■ EXCERPTED TEXT:
Is the fading of conjugal bliss, in an otherwise happy marriage, inevitable? There are, for sure, numerous impediments to having great marital sex. Even the happiest, libidinous couple in the world has had their desires doused by unanticipated circumstances.
The greatest obstacle to a hearty sex life is having children. As much as we cherish our offspring, they require oodles of time and energy. Although, I was blessed with two wonderful babies (three years apart), they were nursed leisurely, often, and on demand. That put a damper on the carnal activities of the era. Toddlerhood was next; and though it was an awesome period, there was still little opportunity for erotic recreation. The school years (pre-K included) were demanding with two kids worth of homework, projects, an array of non academic classes, and plentiful seasonal suburban sports. My young adult progeny continue to hinder my alone time with my husband. I’m unable (or unwilling) to enjoy my sensual self when potential eavesdroppers with highly sensitive hearing are in the building. Happily, there’s more private time now than ever before; and my formerly feeble libido has been resuscitated.

■ DATASET EXCERPTS:

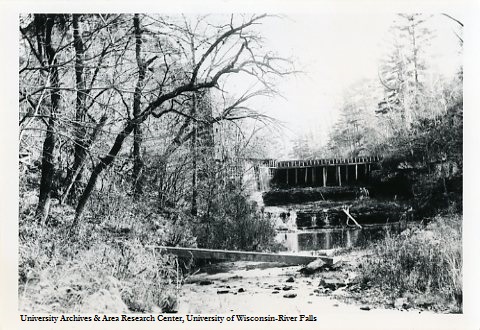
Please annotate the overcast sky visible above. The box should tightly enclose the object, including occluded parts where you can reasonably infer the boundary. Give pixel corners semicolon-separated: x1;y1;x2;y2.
248;13;461;153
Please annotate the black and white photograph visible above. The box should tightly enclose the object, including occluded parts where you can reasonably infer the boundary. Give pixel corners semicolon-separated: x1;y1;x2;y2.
2;3;478;329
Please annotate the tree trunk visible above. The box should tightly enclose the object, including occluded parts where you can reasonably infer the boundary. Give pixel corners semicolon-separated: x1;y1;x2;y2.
133;14;146;200
61;14;88;203
72;121;135;228
36;15;60;227
190;93;198;216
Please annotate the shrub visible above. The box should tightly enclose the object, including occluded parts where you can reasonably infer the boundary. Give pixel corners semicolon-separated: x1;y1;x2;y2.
361;216;462;306
197;184;276;251
19;196;181;313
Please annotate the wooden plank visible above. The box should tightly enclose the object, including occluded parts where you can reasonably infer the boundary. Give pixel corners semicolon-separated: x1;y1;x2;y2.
152;246;337;265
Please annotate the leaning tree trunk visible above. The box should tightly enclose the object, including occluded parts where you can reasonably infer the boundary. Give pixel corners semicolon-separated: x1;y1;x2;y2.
36;15;60;227
61;14;88;203
133;14;147;200
72;121;135;228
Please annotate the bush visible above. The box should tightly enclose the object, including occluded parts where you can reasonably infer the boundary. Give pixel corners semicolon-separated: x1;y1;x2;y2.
361;216;462;308
197;184;276;251
19;196;182;313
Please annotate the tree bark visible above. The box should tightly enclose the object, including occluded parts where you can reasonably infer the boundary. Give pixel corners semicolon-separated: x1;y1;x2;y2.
61;14;88;203
72;121;135;228
36;15;60;223
133;14;147;200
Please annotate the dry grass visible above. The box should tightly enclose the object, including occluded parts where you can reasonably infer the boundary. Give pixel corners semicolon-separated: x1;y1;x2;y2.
19;195;181;313
361;215;462;311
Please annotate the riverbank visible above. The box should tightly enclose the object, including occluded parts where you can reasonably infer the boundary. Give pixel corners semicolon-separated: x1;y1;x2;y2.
178;214;462;314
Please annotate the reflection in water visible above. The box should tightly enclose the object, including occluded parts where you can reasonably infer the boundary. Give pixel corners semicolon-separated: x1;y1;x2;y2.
277;224;400;252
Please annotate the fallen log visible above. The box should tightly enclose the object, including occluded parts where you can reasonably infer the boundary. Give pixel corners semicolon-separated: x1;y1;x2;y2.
147;245;338;265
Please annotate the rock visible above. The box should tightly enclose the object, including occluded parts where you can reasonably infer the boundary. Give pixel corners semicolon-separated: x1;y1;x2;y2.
283;293;297;298
299;259;326;275
394;298;411;309
318;278;346;290
332;287;348;297
217;290;230;294
414;296;435;308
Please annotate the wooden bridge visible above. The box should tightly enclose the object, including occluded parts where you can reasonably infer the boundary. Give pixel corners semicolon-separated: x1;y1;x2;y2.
261;156;381;187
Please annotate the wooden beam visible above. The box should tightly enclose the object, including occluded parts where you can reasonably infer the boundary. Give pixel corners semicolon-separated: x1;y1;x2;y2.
152;245;338;265
345;164;348;184
323;166;327;187
337;165;342;187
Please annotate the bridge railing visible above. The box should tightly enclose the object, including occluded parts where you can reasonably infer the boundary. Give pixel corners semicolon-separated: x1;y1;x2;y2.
274;156;381;168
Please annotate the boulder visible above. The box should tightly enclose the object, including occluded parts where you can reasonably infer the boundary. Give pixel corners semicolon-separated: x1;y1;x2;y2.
283;293;297;298
318;277;346;291
300;259;326;275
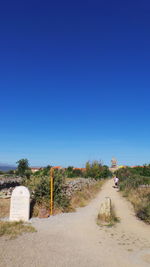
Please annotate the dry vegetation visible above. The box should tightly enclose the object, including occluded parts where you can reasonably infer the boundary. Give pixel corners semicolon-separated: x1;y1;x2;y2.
127;188;150;224
70;180;106;210
0;221;36;238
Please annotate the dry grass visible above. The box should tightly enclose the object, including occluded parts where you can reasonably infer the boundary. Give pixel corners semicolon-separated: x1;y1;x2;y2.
71;180;105;211
97;206;120;227
0;198;10;218
122;188;150;224
0;221;36;238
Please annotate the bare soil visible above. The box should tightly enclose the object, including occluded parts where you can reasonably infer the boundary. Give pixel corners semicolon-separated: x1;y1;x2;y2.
0;180;150;267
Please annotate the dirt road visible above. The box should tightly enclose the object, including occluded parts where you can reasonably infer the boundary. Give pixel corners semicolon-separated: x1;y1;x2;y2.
0;180;150;267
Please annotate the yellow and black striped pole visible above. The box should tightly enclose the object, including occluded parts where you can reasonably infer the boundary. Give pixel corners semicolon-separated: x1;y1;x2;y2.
50;168;54;215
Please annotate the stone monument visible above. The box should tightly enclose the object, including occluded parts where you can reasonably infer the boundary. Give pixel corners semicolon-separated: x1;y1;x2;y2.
9;186;30;221
99;197;111;221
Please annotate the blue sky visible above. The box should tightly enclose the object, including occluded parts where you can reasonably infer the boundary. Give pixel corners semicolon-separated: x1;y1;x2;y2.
0;0;150;167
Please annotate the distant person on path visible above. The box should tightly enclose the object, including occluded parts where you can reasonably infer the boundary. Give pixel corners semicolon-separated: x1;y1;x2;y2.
114;176;119;187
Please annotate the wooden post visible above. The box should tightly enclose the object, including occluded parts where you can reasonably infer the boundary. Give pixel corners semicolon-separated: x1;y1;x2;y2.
50;168;54;215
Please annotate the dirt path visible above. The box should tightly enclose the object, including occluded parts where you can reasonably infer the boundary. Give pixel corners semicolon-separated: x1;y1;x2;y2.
0;180;150;267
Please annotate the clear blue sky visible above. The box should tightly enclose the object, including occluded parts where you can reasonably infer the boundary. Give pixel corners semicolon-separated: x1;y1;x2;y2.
0;0;150;167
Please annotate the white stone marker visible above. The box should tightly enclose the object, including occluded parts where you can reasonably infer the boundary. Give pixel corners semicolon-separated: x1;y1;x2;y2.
9;186;30;221
100;197;111;218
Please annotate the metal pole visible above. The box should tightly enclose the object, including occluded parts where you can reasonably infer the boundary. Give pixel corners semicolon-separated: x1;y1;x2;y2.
50;168;54;215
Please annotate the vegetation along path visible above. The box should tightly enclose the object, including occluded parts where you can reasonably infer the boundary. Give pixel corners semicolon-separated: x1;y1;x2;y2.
0;180;150;267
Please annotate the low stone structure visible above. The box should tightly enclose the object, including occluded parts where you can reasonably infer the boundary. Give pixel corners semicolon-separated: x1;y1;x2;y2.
99;197;111;221
0;175;22;198
10;186;30;221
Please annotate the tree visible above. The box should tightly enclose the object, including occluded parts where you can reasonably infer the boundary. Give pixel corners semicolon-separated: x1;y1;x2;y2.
16;159;29;177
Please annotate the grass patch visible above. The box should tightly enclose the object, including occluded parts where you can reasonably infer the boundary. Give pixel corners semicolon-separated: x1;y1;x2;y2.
0;198;10;218
70;180;106;211
97;206;120;227
0;221;36;239
128;188;150;224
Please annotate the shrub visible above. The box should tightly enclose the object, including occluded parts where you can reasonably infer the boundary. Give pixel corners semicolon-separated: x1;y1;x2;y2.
85;160;112;180
34;170;69;213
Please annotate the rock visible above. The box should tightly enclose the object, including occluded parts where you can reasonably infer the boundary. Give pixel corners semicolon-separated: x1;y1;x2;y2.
99;197;111;221
38;207;49;218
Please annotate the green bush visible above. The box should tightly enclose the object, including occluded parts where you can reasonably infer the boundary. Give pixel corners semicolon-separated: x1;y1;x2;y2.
116;166;150;223
34;170;69;210
85;160;112;180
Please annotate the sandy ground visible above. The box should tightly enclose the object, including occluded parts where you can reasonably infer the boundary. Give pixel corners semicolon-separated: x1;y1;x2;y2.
0;180;150;267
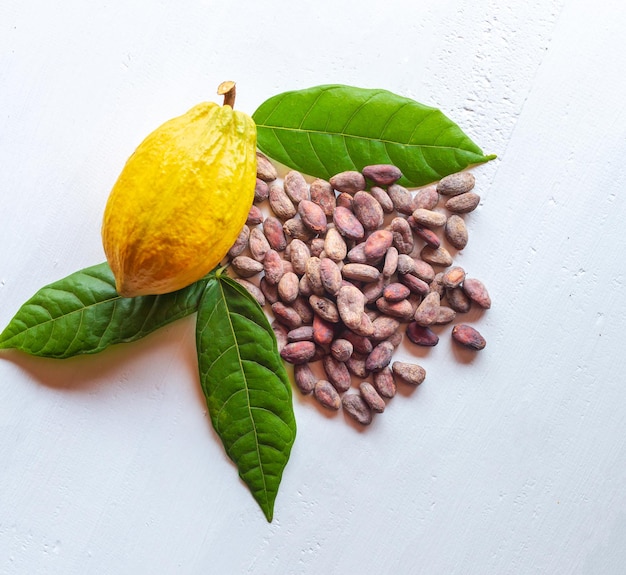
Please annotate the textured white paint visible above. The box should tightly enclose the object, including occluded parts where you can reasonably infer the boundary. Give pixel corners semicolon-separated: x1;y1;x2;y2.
0;0;626;575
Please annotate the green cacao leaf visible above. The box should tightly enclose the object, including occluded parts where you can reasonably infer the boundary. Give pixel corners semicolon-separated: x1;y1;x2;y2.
252;85;495;187
0;263;207;358
196;275;296;521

■ EXERCISE INSTRUCTIONS: Continue the passage on keeping marital intimacy alive, starting right after its final sentence.

■ REPLY TO THE EXERCISE:
The second greatest hindrance to having unencumbered sex is work. Having a job takes precious time and energetic resources away from everything else. Sometimes there’s not even enough oomph to have quick, unimaginative sex. Balancing work, home, family, friends and all of the fun things that belong in the mix, is easier said than done; but it’s certainly something to strive for.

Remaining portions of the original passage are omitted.